Rewrite every line of the entries below as a JSON array of strings, one string per line, leaving out blank lines.

══ DATA FOR THIS TASK

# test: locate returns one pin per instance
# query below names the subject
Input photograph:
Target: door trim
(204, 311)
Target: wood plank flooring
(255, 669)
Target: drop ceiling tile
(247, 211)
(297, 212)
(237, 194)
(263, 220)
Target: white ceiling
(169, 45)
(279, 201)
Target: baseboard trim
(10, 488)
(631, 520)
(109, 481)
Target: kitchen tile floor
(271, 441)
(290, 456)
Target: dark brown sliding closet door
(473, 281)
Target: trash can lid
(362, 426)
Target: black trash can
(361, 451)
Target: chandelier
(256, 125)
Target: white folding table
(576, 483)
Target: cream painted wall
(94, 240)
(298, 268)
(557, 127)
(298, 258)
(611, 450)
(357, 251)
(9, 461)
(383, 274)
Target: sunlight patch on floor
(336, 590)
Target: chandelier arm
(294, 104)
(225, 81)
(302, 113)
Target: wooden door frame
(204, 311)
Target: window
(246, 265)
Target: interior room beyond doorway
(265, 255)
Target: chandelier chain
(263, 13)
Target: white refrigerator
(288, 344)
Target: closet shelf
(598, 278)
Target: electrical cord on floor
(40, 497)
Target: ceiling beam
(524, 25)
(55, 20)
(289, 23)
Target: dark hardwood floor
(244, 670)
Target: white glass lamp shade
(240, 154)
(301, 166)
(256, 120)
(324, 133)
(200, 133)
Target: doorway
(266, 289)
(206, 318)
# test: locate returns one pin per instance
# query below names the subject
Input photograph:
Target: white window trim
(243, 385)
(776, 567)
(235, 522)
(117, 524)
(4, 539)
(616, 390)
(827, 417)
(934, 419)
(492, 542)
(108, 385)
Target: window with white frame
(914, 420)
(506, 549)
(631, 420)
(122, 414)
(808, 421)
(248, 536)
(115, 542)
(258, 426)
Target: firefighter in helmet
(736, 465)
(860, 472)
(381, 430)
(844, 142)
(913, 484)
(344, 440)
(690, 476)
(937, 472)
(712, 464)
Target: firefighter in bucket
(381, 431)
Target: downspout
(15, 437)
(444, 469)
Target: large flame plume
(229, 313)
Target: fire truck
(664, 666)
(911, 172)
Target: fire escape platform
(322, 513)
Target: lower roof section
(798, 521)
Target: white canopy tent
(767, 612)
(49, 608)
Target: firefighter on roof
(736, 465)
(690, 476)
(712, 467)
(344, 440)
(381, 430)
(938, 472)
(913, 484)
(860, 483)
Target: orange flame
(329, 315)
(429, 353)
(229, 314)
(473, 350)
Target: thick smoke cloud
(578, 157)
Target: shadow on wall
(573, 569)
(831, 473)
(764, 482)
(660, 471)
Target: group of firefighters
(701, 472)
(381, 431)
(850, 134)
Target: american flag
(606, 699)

════

TASK RESULT ->
[
  "# test: locate returns one pin per instance",
  "# query below names the subject",
  "Input photograph:",
  "Target: door trim",
  "(204, 311)",
  "Target: wood plank flooring",
  "(255, 669)",
  "Target: drop ceiling tile",
  "(247, 211)",
  "(297, 212)",
  "(237, 194)",
  "(263, 220)",
  "Target: white ceiling",
  "(169, 45)",
  "(279, 201)",
  "Target: baseboard trim",
  "(10, 488)",
  "(631, 520)",
  "(109, 481)",
  "Target: kitchen tile floor",
  "(271, 441)",
  "(290, 456)",
  "Target: dark brown sliding closet door",
  "(473, 281)",
  "Target: trash can lid",
  "(362, 426)",
  "Target: black trash can",
  "(361, 451)",
  "Target: chandelier",
  "(256, 125)",
  "Target: white folding table",
  "(576, 483)",
  "Target: cream painted wall",
  "(94, 240)",
  "(298, 268)",
  "(557, 127)",
  "(298, 258)",
  "(611, 450)",
  "(357, 251)",
  "(9, 461)",
  "(383, 274)",
  "Target: sunlight patch on floor",
  "(336, 590)",
  "Target: chandelier arm",
  "(294, 104)",
  "(225, 81)",
  "(302, 113)",
  "Target: wooden door frame",
  "(204, 311)",
  "Target: window",
  "(246, 265)",
  "Target: interior room beyond doorway",
  "(265, 255)",
  "Target: chandelier chain",
  "(263, 13)",
  "Target: white refrigerator",
  "(288, 344)",
  "Target: closet shelf",
  "(598, 278)",
  "Target: electrical cord on floor",
  "(40, 497)",
  "Target: ceiling beam",
  "(524, 25)",
  "(55, 20)",
  "(289, 23)",
  "Target: dark hardwood floor",
  "(244, 670)",
  "Target: white glass lamp shade",
  "(240, 154)",
  "(301, 166)",
  "(256, 120)",
  "(324, 133)",
  "(200, 133)",
  "Target: doorway",
  "(266, 289)",
  "(206, 318)",
  "# test: locate returns one pin per instance",
  "# query below names the subject",
  "Input photograph:",
  "Target: white window trim",
  "(243, 385)",
  "(776, 567)",
  "(235, 522)",
  "(117, 524)",
  "(4, 539)",
  "(616, 390)",
  "(827, 417)",
  "(934, 419)",
  "(492, 542)",
  "(108, 385)",
  "Target: window with white frame",
  "(914, 420)",
  "(506, 549)",
  "(631, 420)",
  "(122, 414)",
  "(808, 421)",
  "(248, 536)",
  "(115, 542)",
  "(258, 426)",
  "Target: firefighter in helmet",
  "(736, 465)",
  "(860, 472)",
  "(381, 430)",
  "(844, 142)",
  "(913, 484)",
  "(344, 440)",
  "(690, 476)",
  "(937, 472)",
  "(712, 464)",
  "Target: firefighter in bucket",
  "(381, 431)",
  "Target: downspout",
  "(15, 437)",
  "(444, 469)",
  "Target: large flame plume",
  "(229, 313)",
  "Target: fire truck",
  "(664, 666)",
  "(911, 172)",
  "Target: fire escape platform",
  "(322, 513)",
  "Target: lower roof section",
  "(798, 521)",
  "Target: white canopy tent",
  "(767, 612)",
  "(49, 608)",
  "Target: firefighter on roof",
  "(736, 465)",
  "(690, 476)",
  "(712, 467)",
  "(344, 440)",
  "(381, 430)",
  "(938, 472)",
  "(913, 484)",
  "(860, 483)",
  "Target: orange flame",
  "(329, 315)",
  "(429, 353)",
  "(229, 314)",
  "(473, 350)",
  "Target: thick smoke cloud",
  "(578, 157)",
  "Target: shadow on wall",
  "(573, 569)",
  "(831, 473)",
  "(764, 482)",
  "(660, 471)",
  "Target: group of firefighters",
  "(701, 472)",
  "(381, 431)",
  "(850, 134)",
  "Target: american flag",
  "(606, 699)"
]